* BEGIN Source extract *

The Illegitimacy of Demands

By Demetra Kotouza, 7 December 2011
Image: ‘Merry Crisis and a Happy New Fear’, Exarchia, Athens 2010

With demands over the wage and welfare in austerity Greece deemed illegitimate because unaffordable, what shape can struggle take? Demetra Kotouza sees the all out attack on living standards as producing a de facto opposition that can’t be cohered by ideologies of class


With austerity escalating in Greece this year, there has been a parallel effort to resist it. Several strikes in key industries such as transport and electricity have taken place, mostly in the public sector, and six general strikes, accompanied by demonstrations of growing size and intensity. The ‘indignants’ direct democracy movement dominated attention in the summer, expressing parliamentary politics’ legitimation crisis. In September, autoreduction practices became more frequent in response to new taxation, while universities and schools were occupied, the former against the new higher education bill and the latter triggered by delays in handing out books.1 In October, a 48-hour general strike, with increased participation from the private sector, and accompanied by the occupation of most of the country’s public services and infrastructure, brought everything to a standstill. Despite what was called by many ‘the mother of all strikes’ and the largest demonstrations in decades, which many thought might topple the government, the parliament passed a bill that essentially invalidates collective bargaining agreements and opens the way for wages to fall below the minimum. This sent the message that a large 48-hour strike is not enough to win a battle, and that worse is still to come.

This comes at a time when the struggle around the wage is becoming a matter of survival. Within a year, wages, even for those previously considered quite well off, have fallen below subsistence levels, to the point that paying bills, making rent payments and buying basics has become a widespread problem. This, combined with payment stoppages by employers, high unemployment and the decline of the petit bourgeoisie, as small businesses go bust one after another, is making survival the central question today, and the existence of the wage itself the most critical demand. However, it is not only this ruthless and abrupt attack on wages and labour rights, compounded by intensifying police repression, that makes these struggles particularly tough. Current struggles are facing a grim horizon, as the demands they voice are presented as impossible; even if small battles are won, it is unclear how winning the war would be possible when it is no longer fought at the level of a national economy, but rather in the midst of a global crisis with Greece as one of its epicentres. These battles are confronted with the risk of a default that could send shockwaves through the global financial system and bring about a wider recession and deeper impoverishment. To the extent that a default can indeed be triggered by the government’s inability to implement austerity, these struggles appear to be self-destructive. But even if a default is inevitable, its prospect thwarts any hopes for a long-term victory that would make space for workers to go on the offensive. Facing this situation, it has become difficult to pose even defensive wage demands in a way that is effective and proportionate to capital’s attack. The intense struggles that continue to take place have a feeling of despair, of hitting a wall.

* END Source extract *

▶ _What you should do_: In the essay on austerity in Greece, what did parliament pass despite the October general strike?

* BEGIN Dataset content *

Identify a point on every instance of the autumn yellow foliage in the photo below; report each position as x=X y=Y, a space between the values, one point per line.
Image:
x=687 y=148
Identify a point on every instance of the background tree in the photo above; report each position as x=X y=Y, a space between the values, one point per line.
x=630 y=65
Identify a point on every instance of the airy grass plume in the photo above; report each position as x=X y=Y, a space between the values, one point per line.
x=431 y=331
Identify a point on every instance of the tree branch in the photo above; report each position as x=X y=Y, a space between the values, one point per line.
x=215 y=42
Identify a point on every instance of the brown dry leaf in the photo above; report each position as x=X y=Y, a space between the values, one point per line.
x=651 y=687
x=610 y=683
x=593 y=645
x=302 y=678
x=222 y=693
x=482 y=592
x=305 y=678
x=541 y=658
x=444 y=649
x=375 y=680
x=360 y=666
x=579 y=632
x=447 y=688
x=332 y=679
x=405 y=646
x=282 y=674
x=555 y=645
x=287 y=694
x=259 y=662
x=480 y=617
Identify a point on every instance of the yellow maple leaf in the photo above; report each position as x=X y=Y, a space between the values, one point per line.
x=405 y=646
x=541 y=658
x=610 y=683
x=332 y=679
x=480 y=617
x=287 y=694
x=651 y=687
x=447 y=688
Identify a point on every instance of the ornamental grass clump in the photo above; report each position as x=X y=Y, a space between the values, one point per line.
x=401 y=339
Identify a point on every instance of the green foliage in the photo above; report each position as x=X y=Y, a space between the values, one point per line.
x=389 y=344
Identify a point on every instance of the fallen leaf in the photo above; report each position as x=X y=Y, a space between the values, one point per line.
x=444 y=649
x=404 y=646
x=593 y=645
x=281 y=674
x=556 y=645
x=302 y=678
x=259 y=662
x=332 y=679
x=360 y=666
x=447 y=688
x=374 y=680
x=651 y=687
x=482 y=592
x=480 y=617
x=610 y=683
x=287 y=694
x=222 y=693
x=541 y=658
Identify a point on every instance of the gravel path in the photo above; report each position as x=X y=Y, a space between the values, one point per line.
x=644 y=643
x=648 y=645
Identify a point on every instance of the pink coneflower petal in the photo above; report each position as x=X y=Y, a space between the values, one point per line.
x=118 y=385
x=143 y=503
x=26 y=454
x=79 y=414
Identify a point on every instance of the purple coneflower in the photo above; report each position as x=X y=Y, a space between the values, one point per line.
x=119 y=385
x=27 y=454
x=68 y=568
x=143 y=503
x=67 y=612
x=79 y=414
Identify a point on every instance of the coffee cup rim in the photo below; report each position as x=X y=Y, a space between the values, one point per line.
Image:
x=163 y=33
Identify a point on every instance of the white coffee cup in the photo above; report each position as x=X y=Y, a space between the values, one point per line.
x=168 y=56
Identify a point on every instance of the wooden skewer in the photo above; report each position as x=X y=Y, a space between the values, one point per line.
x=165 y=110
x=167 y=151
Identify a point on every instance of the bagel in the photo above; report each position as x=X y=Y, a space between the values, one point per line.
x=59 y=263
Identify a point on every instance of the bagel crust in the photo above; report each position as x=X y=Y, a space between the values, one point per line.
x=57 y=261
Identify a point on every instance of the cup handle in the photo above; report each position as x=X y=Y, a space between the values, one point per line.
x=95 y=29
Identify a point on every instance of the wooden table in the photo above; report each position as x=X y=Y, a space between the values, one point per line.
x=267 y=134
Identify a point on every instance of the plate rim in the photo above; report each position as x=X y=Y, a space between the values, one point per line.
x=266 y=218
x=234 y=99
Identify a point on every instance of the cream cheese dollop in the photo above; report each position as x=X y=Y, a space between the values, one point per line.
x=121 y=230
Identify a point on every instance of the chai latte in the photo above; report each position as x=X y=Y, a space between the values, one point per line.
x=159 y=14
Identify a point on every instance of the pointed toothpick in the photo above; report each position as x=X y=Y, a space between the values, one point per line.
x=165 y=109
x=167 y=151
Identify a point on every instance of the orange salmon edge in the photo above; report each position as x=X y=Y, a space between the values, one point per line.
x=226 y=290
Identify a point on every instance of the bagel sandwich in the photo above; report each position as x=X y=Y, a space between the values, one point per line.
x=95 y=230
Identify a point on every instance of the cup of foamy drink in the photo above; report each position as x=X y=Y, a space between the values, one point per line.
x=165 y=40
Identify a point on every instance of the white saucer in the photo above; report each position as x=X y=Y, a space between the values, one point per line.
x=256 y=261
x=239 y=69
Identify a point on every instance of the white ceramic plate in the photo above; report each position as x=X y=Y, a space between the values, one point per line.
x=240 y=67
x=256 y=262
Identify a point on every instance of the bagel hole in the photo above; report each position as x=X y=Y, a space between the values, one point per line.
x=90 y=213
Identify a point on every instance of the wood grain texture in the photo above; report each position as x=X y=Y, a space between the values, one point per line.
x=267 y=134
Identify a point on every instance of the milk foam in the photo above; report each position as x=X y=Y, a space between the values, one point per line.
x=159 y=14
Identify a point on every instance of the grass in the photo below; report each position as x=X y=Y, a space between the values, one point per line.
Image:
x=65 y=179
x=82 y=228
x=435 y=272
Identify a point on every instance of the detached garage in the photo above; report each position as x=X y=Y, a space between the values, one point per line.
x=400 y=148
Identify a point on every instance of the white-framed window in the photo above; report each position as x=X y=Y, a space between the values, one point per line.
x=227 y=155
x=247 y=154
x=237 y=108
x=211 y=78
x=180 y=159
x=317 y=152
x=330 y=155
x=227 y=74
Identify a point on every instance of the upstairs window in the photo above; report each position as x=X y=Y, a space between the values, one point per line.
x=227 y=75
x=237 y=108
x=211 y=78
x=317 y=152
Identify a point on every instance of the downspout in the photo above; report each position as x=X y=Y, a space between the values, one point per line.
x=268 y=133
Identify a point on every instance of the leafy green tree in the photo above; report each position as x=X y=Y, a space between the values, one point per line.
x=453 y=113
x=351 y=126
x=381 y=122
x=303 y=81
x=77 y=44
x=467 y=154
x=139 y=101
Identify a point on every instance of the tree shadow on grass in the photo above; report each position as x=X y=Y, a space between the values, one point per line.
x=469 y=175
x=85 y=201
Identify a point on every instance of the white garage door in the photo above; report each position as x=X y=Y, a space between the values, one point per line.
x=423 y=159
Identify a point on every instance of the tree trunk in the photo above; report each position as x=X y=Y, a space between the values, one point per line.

* END Dataset content *

▶ _Final result_: A bill that essentially invalidates collective bargaining agreements and opens the way for wages to fall below the minimum.